**SET TASK:** Express the rows below as a numbered list, starting at the line that contains "on the manicured" and ending at the final line of the rows, with blank lines omitted.

A block of data
((
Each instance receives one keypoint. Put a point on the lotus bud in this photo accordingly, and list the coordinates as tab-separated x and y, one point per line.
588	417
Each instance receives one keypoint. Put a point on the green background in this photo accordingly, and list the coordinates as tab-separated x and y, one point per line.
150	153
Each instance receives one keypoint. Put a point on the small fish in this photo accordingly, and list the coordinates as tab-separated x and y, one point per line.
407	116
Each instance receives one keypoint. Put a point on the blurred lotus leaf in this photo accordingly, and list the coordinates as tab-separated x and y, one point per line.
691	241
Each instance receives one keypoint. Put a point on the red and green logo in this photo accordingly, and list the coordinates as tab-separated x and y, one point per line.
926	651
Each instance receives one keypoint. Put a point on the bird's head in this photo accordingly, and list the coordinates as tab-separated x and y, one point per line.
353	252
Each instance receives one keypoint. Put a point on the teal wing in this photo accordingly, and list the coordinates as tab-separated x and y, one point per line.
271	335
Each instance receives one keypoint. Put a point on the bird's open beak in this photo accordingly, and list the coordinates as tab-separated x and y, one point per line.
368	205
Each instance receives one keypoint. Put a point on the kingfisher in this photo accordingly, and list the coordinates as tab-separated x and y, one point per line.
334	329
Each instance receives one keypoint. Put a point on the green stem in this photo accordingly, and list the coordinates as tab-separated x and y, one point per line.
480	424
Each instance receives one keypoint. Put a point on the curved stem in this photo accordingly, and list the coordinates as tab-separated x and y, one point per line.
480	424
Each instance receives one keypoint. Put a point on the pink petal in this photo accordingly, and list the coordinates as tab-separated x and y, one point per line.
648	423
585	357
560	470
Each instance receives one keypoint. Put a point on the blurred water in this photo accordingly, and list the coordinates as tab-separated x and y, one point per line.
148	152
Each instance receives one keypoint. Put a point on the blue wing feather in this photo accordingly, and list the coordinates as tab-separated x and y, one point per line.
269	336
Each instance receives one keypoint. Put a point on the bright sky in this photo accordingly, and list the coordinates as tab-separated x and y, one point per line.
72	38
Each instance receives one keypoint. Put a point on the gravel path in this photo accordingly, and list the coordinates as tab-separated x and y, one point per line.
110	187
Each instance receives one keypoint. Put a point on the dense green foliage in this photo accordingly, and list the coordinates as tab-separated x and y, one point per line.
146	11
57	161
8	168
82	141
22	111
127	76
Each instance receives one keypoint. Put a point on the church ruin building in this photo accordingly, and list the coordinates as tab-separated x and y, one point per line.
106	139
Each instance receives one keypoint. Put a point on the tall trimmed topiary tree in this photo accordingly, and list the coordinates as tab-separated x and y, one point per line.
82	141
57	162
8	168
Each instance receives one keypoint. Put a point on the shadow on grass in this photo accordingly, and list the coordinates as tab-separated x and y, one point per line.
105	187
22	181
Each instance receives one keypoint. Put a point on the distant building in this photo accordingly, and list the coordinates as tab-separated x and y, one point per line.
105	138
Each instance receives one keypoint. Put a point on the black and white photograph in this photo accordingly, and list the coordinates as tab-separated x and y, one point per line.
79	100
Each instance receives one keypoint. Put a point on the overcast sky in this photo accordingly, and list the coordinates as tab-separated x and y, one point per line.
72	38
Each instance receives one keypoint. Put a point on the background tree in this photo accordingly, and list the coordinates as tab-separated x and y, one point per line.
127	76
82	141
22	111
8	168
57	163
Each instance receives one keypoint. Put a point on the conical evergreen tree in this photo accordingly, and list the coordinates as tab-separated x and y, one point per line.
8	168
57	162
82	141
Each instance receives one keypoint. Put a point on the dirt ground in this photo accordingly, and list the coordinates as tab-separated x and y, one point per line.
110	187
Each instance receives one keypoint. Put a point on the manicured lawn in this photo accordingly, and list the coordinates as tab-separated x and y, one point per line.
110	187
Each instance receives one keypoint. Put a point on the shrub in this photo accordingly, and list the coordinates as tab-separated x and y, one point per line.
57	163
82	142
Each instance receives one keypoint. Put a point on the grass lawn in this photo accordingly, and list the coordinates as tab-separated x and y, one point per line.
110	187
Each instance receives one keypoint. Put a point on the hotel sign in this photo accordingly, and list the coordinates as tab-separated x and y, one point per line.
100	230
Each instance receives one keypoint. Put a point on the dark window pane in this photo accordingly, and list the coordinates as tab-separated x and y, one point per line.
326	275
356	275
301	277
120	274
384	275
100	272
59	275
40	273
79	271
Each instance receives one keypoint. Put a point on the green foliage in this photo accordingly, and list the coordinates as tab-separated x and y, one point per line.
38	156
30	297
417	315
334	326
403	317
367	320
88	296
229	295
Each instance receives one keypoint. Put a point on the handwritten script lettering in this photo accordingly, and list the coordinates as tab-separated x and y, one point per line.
))
**OUTPUT OF THE TASK:**
1. Each instance receives one keypoint. Put a point on the manicured lawn in this photo accordingly, and list the coordinates as tab-separated x and y, one point per line.
2. 110	187
3. Each instance receives one keypoint. Put a point on the shrub in this photo accordingly, and list the coordinates as tab-separated x and y, one point per line.
4. 57	163
5. 82	142
6. Each instance receives one keypoint. Put a point on the grass lawn in this photo accordingly, and list the coordinates as tab-separated x and y, one point per line.
7. 110	187
8. Each instance receives one keypoint. Put a point on the hotel sign in this photo accordingly, and list the coordinates as tab-separated x and y, one point per line.
9. 100	230
10. Each instance receives one keypoint. Put a point on the dark window pane in this photo accordingly, and list the coordinates as tab-separated x and y, one point per line.
11. 326	275
12. 356	275
13. 301	277
14. 120	274
15. 384	275
16. 100	272
17. 59	275
18. 40	273
19. 79	271
20. Each instance receives one keypoint. Put a point on the green foliage in this photo accordingly, and list the coordinates as tab-separated x and y, one point per line.
21. 38	156
22. 30	297
23. 417	315
24. 334	326
25. 403	317
26. 367	320
27. 88	296
28. 229	295
29. Each instance receives one keypoint. Put a point on the handwritten script lettering in this photo accordingly, and list the coordinates as tab-separated x and y, one point per line.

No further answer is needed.